## Information provided
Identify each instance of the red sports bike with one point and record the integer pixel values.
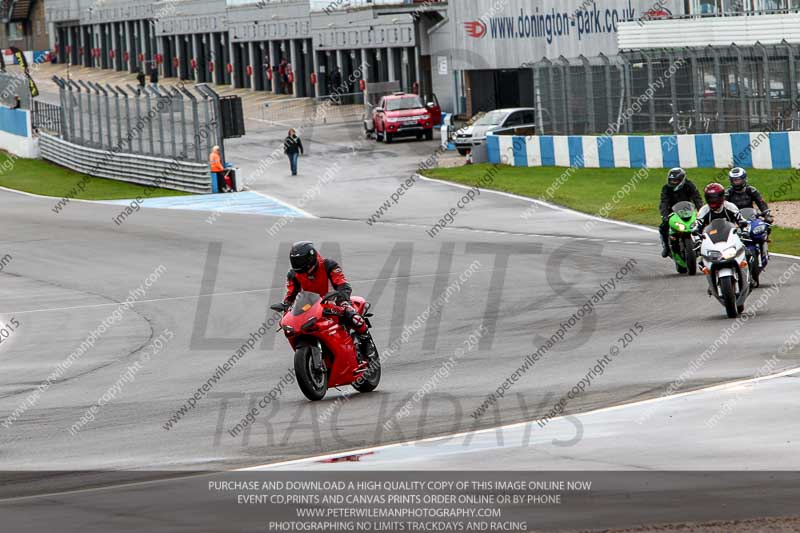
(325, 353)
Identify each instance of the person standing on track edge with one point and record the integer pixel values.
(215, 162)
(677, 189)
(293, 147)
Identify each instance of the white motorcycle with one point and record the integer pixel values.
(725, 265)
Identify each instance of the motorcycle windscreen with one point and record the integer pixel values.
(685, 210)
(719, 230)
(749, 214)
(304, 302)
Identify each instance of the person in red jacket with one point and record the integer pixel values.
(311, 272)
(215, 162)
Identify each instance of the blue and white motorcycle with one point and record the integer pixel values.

## What is being asked
Edit the listing above so that every "integer pixel values" becomes "whole-number pixel coordinates", keeping all other text the same. Leave out the pictures.

## Worked answer
Identify each instance of the red sports bike with one point and record the whole-number pixel coordinates.
(325, 353)
Identify each instance of the person standing on track edge with one point and record the whole-number pixel coordinates.
(215, 162)
(677, 189)
(293, 147)
Identify each instance of the white motorcycle with one point and record the whole-number pixel coordinates.
(725, 265)
Identify each instance of the motorcycle windscreen with one point and record the whole-number pixel coordinates.
(685, 210)
(719, 230)
(749, 214)
(304, 302)
Identify each instance of the person in red jacket with one point and record the whole-number pixel coordinates.
(311, 272)
(215, 162)
Identify each instance of the blue and white motorcycle with one point and record the whole-number pixel coordinates.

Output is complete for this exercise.